= Given request A =
Answer these questions using the notebook code, one answer per line with matching labels:
(i) What port does get_db_connection connect to?
(ii) Which column does load_courses select from the courses table?
(iii) Which table does load_majors query?
[Start Text provided]
In [57]:
import json
import random
from datetime import datetime, timedelta
from faker import Faker
import psycopg2
import uuid
import requests

In [58]:
fake = Faker()

In [59]:
def get_db_connection():
    return psycopg2.connect(
        host='localhost',
        port='5433',
        user='admin',
        password='password',
        database='university'
    )

def load_student_ids():
    student_ids = []
    try:
        conn = get_db_connection()
        cur = conn.cursor()
        cur.execute("SELECT student_id FROM students")
        student_ids = [row[0] for row in cur.fetchall()]
        cur.close()
        conn.close()
    except Exception as e:
        print(f"Error loading student IDs: {e}")
    
    return student_ids

def load_courses():
    courses = []
    try:
        conn = get_db_connection()
        cur = conn.cursor()
        cur.execute("SELECT title FROM courses")
        courses = [row[0] for row in cur.fetchall()]
        cur.close()
        conn.close()
    except Exception as e:
        print(f"Error loading courses: {e}")
    
    return courses

def load_majors():
    majors = []
    try:
        conn = get_db_connection()
        cur = conn.cursor()
        cur.execute("SELECT name FROM departments")
[End Text provided]
= Given request B =
Tally the lines of the records that contain the string "trim", treating uppercase and lowercase as different, and give only the number.
[Start Dataset records]
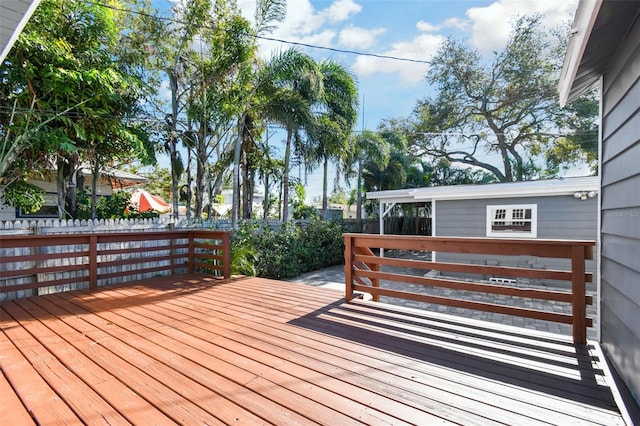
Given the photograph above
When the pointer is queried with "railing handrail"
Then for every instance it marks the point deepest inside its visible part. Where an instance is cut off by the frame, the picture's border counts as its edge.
(85, 263)
(361, 263)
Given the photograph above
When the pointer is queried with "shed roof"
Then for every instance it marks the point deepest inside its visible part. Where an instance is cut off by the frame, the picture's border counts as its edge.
(15, 15)
(538, 188)
(598, 28)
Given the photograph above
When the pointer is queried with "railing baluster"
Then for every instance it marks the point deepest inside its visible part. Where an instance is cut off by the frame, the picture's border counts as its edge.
(348, 267)
(93, 261)
(578, 290)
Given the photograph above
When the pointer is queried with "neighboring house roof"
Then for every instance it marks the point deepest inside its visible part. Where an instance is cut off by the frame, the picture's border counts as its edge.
(537, 188)
(118, 178)
(599, 27)
(14, 15)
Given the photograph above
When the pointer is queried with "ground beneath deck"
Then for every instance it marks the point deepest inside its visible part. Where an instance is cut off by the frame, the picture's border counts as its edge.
(195, 350)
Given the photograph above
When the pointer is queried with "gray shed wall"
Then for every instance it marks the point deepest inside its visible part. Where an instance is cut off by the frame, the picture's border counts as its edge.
(559, 217)
(620, 215)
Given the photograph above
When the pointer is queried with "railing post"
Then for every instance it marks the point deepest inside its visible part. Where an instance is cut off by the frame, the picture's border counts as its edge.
(192, 253)
(578, 290)
(93, 261)
(226, 253)
(375, 282)
(348, 267)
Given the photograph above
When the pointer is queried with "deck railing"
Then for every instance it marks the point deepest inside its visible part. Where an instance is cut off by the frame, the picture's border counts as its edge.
(66, 262)
(363, 273)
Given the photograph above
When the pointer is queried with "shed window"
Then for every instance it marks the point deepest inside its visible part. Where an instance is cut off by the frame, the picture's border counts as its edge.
(517, 221)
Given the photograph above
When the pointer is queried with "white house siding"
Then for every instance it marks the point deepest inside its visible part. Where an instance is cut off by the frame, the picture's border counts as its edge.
(559, 217)
(620, 215)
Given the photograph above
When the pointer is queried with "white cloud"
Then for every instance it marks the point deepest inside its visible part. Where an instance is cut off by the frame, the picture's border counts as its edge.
(360, 38)
(427, 27)
(491, 24)
(341, 10)
(421, 48)
(457, 23)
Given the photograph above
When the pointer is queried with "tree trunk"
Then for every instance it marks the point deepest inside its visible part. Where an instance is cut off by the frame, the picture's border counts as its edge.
(173, 151)
(325, 198)
(61, 188)
(246, 187)
(285, 177)
(235, 207)
(189, 194)
(95, 172)
(265, 202)
(201, 161)
(359, 193)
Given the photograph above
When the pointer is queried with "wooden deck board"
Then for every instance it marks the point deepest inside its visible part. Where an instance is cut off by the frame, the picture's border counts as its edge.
(193, 350)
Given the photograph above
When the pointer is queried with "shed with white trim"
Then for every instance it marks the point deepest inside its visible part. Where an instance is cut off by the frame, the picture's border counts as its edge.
(564, 208)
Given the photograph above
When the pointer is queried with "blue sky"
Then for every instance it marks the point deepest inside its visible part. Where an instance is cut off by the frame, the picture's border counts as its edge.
(411, 29)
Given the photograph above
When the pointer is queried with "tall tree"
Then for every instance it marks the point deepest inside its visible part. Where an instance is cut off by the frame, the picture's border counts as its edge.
(506, 106)
(369, 147)
(336, 116)
(283, 90)
(66, 67)
(379, 177)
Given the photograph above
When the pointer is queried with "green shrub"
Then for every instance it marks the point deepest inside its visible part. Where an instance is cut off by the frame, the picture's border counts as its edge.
(288, 252)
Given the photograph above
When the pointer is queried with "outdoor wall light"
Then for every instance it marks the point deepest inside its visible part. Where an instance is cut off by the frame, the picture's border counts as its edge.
(583, 195)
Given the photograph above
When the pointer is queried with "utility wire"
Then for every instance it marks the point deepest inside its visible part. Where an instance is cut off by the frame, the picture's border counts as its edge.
(293, 43)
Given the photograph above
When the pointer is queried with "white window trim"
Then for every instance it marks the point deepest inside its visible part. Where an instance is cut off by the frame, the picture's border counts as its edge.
(512, 234)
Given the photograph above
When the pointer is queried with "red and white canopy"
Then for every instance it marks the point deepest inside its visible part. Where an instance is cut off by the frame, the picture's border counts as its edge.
(145, 201)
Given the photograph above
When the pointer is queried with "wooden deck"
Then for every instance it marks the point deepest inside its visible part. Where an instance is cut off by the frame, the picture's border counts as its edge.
(195, 350)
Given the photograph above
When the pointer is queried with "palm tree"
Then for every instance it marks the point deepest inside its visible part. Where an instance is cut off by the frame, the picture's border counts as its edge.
(369, 147)
(290, 84)
(335, 120)
(394, 174)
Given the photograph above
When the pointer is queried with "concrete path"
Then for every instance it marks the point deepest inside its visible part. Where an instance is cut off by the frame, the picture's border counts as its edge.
(333, 277)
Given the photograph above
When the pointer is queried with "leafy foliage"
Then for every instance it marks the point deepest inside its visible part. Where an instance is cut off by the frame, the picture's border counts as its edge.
(507, 106)
(23, 195)
(287, 252)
[End Dataset records]
= Written answer A =
(i) 5433
(ii) title
(iii) departments

= Written answer B =
2